**WHAT YOU ARE ASKED TO DO:** Copy the listing from its start through the line that contains "point(402, 151)", replacing "blue sky" with "clear sky" and leaving everything else unchanged.

Point labeling examples:
** Begin **

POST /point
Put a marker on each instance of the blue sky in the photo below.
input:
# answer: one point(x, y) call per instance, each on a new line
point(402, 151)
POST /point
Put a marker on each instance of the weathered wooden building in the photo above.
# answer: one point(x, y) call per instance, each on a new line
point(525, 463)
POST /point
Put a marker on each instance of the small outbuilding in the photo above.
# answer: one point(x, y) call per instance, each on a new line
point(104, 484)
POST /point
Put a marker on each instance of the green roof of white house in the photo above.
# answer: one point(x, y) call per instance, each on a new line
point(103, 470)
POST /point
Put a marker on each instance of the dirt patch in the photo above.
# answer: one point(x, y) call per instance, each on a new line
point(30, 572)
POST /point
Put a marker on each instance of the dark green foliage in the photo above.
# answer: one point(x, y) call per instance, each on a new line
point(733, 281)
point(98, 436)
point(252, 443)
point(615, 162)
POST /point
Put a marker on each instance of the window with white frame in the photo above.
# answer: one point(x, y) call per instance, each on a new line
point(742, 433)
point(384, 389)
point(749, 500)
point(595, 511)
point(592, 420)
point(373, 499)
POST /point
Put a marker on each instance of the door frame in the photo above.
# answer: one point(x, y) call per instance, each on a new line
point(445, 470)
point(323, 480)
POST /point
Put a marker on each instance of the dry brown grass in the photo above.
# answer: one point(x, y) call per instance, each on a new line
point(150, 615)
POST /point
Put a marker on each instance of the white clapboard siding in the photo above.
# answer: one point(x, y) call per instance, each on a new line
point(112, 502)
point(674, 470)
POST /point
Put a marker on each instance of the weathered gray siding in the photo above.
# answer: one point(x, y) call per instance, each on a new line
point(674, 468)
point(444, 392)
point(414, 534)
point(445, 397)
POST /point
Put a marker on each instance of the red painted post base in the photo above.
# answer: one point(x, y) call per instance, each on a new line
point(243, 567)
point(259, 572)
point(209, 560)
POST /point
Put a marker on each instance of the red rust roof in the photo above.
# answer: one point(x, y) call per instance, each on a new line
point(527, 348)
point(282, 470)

** End **

**WRITTEN RESPONSE:**
POST /point
Put a marker on each instance of the clear sky in the photo below.
input:
# answer: one point(x, y) call per instance, each on a new line
point(402, 151)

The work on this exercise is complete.